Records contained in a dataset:
__________________________________________________
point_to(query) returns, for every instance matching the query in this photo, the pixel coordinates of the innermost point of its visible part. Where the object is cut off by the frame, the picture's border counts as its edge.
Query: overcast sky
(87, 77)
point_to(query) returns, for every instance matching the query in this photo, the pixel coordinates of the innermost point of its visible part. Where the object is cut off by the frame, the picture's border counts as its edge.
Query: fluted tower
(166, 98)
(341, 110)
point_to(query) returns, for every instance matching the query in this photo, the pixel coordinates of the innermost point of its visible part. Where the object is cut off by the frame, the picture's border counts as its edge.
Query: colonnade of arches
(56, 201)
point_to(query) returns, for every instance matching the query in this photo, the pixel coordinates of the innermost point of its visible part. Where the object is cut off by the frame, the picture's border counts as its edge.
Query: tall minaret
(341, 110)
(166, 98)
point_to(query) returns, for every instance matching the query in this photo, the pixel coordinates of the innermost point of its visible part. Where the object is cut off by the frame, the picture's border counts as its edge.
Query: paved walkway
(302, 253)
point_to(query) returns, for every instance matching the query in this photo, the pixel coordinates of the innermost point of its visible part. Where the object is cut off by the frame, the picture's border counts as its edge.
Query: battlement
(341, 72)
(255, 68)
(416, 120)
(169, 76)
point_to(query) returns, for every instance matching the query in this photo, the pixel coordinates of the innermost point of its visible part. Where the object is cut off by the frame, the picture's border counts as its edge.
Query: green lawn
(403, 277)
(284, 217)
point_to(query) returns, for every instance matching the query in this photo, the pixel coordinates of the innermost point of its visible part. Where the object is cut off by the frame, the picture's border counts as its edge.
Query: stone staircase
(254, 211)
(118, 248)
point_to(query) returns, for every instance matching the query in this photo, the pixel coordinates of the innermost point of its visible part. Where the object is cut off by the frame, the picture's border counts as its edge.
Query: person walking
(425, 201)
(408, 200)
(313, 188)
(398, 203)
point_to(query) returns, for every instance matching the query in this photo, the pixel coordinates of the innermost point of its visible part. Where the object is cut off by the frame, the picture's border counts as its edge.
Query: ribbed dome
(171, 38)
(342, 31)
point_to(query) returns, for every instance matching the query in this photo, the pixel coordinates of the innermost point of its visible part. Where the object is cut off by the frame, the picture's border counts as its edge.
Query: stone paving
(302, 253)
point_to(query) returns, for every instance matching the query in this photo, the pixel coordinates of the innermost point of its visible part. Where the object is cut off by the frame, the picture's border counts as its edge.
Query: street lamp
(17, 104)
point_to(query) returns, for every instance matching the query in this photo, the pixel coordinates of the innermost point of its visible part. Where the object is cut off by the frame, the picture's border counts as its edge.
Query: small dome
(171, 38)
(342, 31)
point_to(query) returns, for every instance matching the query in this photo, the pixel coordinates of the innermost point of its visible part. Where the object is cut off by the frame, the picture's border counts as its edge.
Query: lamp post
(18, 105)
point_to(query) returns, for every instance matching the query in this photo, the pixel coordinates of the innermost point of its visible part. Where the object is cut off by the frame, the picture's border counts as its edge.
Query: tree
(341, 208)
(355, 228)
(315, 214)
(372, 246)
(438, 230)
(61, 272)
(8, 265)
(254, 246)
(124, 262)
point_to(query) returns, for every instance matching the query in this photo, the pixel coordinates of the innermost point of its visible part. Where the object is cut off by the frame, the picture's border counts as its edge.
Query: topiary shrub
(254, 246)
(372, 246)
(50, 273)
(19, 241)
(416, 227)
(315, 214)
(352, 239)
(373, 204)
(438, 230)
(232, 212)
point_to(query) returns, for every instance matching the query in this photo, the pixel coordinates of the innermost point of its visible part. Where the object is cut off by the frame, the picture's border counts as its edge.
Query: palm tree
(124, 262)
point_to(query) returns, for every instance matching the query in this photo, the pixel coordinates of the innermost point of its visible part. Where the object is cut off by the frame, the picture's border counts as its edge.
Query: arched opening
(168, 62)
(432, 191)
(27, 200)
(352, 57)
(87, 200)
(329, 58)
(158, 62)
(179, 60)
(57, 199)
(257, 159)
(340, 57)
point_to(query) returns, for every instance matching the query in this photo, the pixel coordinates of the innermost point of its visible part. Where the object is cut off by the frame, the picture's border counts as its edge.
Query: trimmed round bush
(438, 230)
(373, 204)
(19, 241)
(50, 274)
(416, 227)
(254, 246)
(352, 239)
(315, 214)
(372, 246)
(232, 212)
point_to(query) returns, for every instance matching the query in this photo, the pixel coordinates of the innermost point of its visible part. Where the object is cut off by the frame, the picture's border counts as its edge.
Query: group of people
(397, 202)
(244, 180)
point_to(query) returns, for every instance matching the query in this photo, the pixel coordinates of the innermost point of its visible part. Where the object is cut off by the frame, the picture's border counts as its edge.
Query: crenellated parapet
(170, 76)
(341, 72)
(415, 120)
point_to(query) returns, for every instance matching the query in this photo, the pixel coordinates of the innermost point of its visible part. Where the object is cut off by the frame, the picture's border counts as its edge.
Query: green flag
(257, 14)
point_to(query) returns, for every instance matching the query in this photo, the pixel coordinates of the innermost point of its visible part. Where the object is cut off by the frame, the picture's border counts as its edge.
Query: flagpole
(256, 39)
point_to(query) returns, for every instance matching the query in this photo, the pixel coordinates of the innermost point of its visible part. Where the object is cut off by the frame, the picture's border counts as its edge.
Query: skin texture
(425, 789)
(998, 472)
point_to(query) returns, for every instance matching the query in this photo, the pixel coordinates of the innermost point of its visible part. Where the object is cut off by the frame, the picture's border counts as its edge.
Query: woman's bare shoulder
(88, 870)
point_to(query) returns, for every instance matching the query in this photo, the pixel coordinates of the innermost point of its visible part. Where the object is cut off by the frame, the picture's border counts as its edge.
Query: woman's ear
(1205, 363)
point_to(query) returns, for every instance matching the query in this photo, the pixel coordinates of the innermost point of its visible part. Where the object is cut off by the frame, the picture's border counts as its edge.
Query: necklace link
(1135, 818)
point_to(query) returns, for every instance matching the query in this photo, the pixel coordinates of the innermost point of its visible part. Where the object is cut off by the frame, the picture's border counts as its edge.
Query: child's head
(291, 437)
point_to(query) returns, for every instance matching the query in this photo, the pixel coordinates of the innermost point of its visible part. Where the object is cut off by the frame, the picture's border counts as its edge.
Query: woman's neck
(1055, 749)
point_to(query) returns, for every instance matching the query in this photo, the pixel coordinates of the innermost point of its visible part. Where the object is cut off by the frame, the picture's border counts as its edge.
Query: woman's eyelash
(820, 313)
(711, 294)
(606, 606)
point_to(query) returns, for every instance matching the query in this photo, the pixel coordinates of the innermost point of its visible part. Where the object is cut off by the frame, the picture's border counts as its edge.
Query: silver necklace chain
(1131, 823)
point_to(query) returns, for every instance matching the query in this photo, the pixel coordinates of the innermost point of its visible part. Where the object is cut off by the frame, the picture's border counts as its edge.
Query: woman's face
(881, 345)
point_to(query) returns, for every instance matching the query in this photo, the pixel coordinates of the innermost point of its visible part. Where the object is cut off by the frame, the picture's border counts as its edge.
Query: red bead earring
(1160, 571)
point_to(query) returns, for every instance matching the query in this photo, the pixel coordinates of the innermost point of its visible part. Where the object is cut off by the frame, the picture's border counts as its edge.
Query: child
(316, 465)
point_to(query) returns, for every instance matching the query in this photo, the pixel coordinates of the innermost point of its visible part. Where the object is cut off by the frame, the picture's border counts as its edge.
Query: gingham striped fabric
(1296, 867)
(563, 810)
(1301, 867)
__________________________________________________
Retype every record above exactly as it appears.

_EXERCISE RESULT_.
point_to(query) returns, for every instance matching the query in this photo, the pixel coordinates of the innermost point of its visible part. Where the object is cut off by the frame, the picture's border counts as its edge.
Query: overcast sky
(87, 77)
point_to(query) returns, for every instance matching the query in this photo, the pixel coordinates of the innermost point of its visible part. Where the object is cut off by the frame, the picture's border counts as its edge.
Query: fluted tower
(166, 98)
(341, 110)
point_to(query) returns, for every instance matching the query in this photo, the pixel coordinates of the innermost point of its visible part. Where the object is cut off by the frame, the picture's border counts as its edge.
Query: colonnade of arches
(56, 201)
point_to(query) returns, for every instance matching the query in this photo, the pixel coordinates of the innermost point of its visible part. Where the object is cut off by the frame, the picture's border counts as its edge.
Query: tall minaret
(341, 110)
(166, 98)
point_to(query) returns, for every instance matching the query in this photo, the pixel coordinates of the innermost point of its visible part. Where the object is cut off by the frame, the picture's border counts as its edge.
Query: paved walkway
(302, 253)
point_to(query) returns, for every instance matching the query in this photo, the pixel coordinates of the innermost point of its visible part. Where the object is cut off by the frame, the picture's border counts as its edge.
Query: battlement
(341, 72)
(255, 68)
(416, 120)
(169, 76)
point_to(query) returns, for every instance matching the query in this photo, the pixel coordinates of the innermost point of its visible part. Where the object is cut off by the frame, the picture's border counts as its edge.
Query: green lawn
(403, 277)
(284, 217)
point_to(query) returns, for every instance matching the query in this photo, the pixel coordinates of the innermost point of its visible part. Where the object is cut off by the frame, the picture's border counts as its edge.
Query: stone staircase
(254, 211)
(118, 248)
point_to(query) returns, for every instance matching the query in this photo, the pixel coordinates of the innermost point of its visible part. Where the object is cut off by the frame, the picture's border counts as its edge.
Query: person walking
(425, 201)
(408, 200)
(313, 188)
(398, 203)
point_to(query) returns, for every instance matching the query in this photo, the pixel coordinates of the innermost point of its visible part. Where the object is cut off by the frame, the picture's border counts as its edge.
Query: ribbed dome
(171, 38)
(342, 31)
point_to(query) returns, for every instance matching the query in this photo, the pixel coordinates of the innermost point of its visible part. Where the object is cut off by the frame, the picture's border counts as its edge.
Query: stone paving
(302, 253)
point_to(query) returns, for every instance matching the query in this photo, the pixel coordinates of the innermost point of its visible part. Where the object is cut off by the frame, the picture's border counts as its edge.
Query: street lamp
(17, 104)
point_to(query) returns, for every instance matching the query in this photo, the pixel coordinates of the innermost point of its visible part. Where the object is cut off by the frame, the picture's border counts as its edge.
Query: small dome
(171, 38)
(342, 31)
point_to(query) returns, for every instance matching the query in this photo, the pixel coordinates of the innermost point of its visible part. Where the object is cut off by the frame, the picture's border counts as its edge.
Query: lamp post
(18, 105)
point_to(query) returns, for every instance matching the query in this photo, the pixel coordinates of the innermost point of its visible part. Where the object is cut off by the frame, the picture's border counts as its edge.
Query: tree
(341, 208)
(355, 228)
(315, 214)
(372, 246)
(438, 230)
(61, 272)
(8, 265)
(254, 246)
(124, 262)
point_to(query) returns, for every instance matching the query in this photo, the pixel coordinates of the innermost point of its visible part. Where the object is cut off by the frame, the picture's border counts as its edge.
Query: topiary shrub
(254, 246)
(372, 246)
(50, 273)
(19, 241)
(416, 227)
(315, 214)
(352, 239)
(373, 204)
(438, 230)
(232, 212)
point_to(query) returns, for every instance matching the query in this photo, the pixel coordinates of the innermost point of its visible part. Where the object is cut off by the frame, the picture's border counts as its edge.
Query: palm tree
(124, 262)
point_to(query) returns, for every instance matching the query in this photo, the pixel coordinates of the innermost point of its visible part. Where the object is cut off by the frame, the picture's border counts as its edge.
Query: arched opening
(168, 62)
(432, 191)
(27, 200)
(352, 57)
(87, 200)
(329, 58)
(158, 62)
(179, 60)
(57, 199)
(257, 159)
(340, 57)
point_to(query) returns, for every instance matching the query in this photo, the pixel coordinates of the innermost point of its visible part. Where the object is cut off by the frame, the picture's border counts as its edge.
Query: trimmed round bush
(438, 230)
(373, 204)
(19, 241)
(50, 274)
(416, 227)
(254, 246)
(352, 239)
(315, 214)
(372, 246)
(232, 212)
point_to(query) returns, for every instance matching the query in this photo, the pixel coordinates of the innermost point of its visible part. Where the object is cut off by the frame, the picture's border counts as its edge.
Query: group of people
(397, 202)
(244, 180)
point_to(query) returns, for every instance matching the query in this photo, the pixel coordinates of the innermost point of its visible part. Where the object is cut off by the frame, the picture's border counts as its edge.
Query: crenellated parapet
(170, 76)
(341, 72)
(415, 120)
point_to(query) returns, for every instance matching the query in this photo, the pixel coordinates of the innermost point of its visible part. Where the object is cut off by the frame, the picture's border counts as its edge.
Query: green flag
(257, 14)
point_to(query) returns, for every instance matching the query in this photo, the pixel coordinates of the innermost point of its visible part. Where the object is cut off by the frame, the picture's border counts as its edge.
Query: flagpole
(256, 39)
point_to(query) returns, for every instance matching the query in this photo, the pixel coordinates of the innermost point of its visible part. Where the object is cut off by the frame, the picture's border counts as its edge.
Query: skin texture
(425, 789)
(998, 472)
point_to(query) returns, for every instance matching the query in this photo, the pixel coordinates of the innermost point of its visible part. Where the object is cut off by the frame, the picture's border counts as its edge.
Query: woman's bare shoulder
(88, 870)
point_to(query) returns, for every instance matching the query in this photo, the pixel coordinates of the innermost point of its visible part. Where the object is cut off by the frame, the picture's border counts as its edge.
Query: woman's ear
(1205, 363)
point_to(query) returns, for every instance matching the query in this photo, the pixel coordinates of the innermost point of its visible part. Where the object is cut off by the frame, the picture's border counts as its edge.
Query: necklace link
(1135, 818)
point_to(query) returns, for every instance matching the query in this photo, the pixel coordinates of the innermost point of its visible part. Where the object is cut off by the frame, the picture's border counts as its edge.
Query: child's head
(291, 437)
point_to(query) returns, for every instance matching the query in this photo, the pixel coordinates of the innermost point of its visible part. Where the object is cut off by the frame, the picture's border counts as its edge.
Query: woman's neck
(1055, 749)
point_to(query) returns, for every instance matching the query in this photo, the pixel coordinates of the innermost point of its visible part. Where the object is cut off by the frame, the picture's border counts as its edge.
Query: woman's eyelash
(820, 313)
(711, 294)
(606, 606)
point_to(query) returns, for every instance matching the query in this photo, the pixel coordinates of the innermost point of its visible part. Where the object is cut off by the frame, the picture's border counts as its edge.
Query: silver necklace chain
(1131, 823)
point_to(query) returns, for every instance matching the query in this photo, the pixel coordinates of the innermost point of its visible part. Where the object is cut off by the frame, the picture's border counts as its edge.
Query: woman's face
(881, 345)
point_to(query) returns, for every instance matching the query in this photo, the pixel coordinates of the innermost point of its visible part. Where the object is cut off by the frame, the picture's border counts as its edge.
Query: red bead earring
(1160, 571)
point_to(query) returns, for every instance matching the query in this photo, the pixel coordinates of the innermost point of its visible part. Where the object is cut off by the frame, the picture's border counts as its edge.
Query: child
(316, 465)
point_to(query) returns, for every instance matching the query in this photo, the pixel coordinates of the innermost point of its visible part. Where the object is cut off by the frame, the picture's border counts as its edge.
Query: gingham striped fabric
(1296, 867)
(563, 810)
(1301, 867)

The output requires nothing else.